* Check your understanding:
A. According to the article record on web-based self-help for problem drinking, on what date was the article accepted?
B. Please carry on the article record on web-based self-help for problem drinking from the point where it stops.

* Given text:
Translating Effective Web-Based Self-Help for Problem Drinking Into the Real World
Article first published online: 30 APR 2009
Copyright © 2009 by the Research Society on Alcoholism
Alcoholism: Clinical and Experimental Research
Volume 33, Issue 8, pages 1401–1408, August 2009
How to Cite
Riper, H., Kramer, J., Conijn, B., Smit, F., Schippers, G. and Cuijpers, P. (2009), Translating Effective Web-Based Self-Help for Problem Drinking Into the Real World. Alcoholism: Clinical and Experimental Research, 33: 1401–1408. doi: 10.1111/j.1530-0277.2009.00970.x
- Issue published online: 27 JUL 2009
- Article first published online: 30 APR 2009
- Received for publication September 11, 2008; accepted March 14, 2009.

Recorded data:
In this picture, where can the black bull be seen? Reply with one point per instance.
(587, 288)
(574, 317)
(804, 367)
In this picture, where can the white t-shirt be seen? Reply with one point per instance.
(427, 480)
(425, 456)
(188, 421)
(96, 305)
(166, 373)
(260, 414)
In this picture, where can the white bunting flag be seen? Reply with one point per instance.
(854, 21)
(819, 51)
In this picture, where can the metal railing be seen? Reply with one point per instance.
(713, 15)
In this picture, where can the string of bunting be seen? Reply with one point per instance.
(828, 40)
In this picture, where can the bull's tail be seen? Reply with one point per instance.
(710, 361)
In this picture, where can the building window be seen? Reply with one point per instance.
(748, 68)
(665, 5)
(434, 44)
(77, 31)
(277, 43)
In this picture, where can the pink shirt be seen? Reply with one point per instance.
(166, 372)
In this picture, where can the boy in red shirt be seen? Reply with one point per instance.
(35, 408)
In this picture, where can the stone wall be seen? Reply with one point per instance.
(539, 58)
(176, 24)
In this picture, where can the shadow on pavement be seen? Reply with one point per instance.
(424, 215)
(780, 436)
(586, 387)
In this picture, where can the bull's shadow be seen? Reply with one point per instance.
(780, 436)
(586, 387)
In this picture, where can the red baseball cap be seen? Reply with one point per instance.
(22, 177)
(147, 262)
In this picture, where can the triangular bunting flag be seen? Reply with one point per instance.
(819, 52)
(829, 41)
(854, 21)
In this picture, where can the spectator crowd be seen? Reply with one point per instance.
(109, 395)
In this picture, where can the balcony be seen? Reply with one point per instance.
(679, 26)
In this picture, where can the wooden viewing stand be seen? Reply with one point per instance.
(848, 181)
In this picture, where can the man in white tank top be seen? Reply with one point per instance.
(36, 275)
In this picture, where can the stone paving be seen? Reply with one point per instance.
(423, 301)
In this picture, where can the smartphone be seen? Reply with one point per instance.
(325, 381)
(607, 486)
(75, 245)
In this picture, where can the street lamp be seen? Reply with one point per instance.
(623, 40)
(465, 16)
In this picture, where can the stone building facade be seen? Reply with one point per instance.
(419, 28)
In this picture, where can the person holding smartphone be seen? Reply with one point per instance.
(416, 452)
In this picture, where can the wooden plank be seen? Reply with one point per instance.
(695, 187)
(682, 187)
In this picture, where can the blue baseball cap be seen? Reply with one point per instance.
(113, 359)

* Activity answers:
A. March 14, 2009.

B.
- Randomized Controlled Trial;
- Problem Drinking;
- Web-Based Self-Help;
- Real-World Setting
Background: Drinking Less (DL) is a 24/7 free-access anonymous interactive web-based self-help intervention without therapeutic guidance for adult problem drinkers in the community. In a randomized controlled trial (referred to here as DL-RCT), DL has been shown effective in reducing risky alcohol consumption.
Objective: To assess whether the findings of DL-RCT are generalizable to a naturalistic setting (DL-RW) in terms of ability to reach the target group and alcohol treatment response.
Methods: Pretest–posttest study with 6-month follow-up. An online survey was conducted of 378 of the 1,625 people who used DL-RW from May to November 2007. Primary outcome measures were (1) problem drinking, defined as alcohol consumption in the previous 4 weeks averaging >21 or >14 standard units (male/female) per week or ≥6 or ≥4 units (m/f) on 1 or more days per week; and (2) mean weekly alcohol consumption. DL-RW and DL-RCT data were compared and pooled. Intention-to-treat (ITT) analysis was performed to analyze and compare changes in drinking from baseline to follow-up.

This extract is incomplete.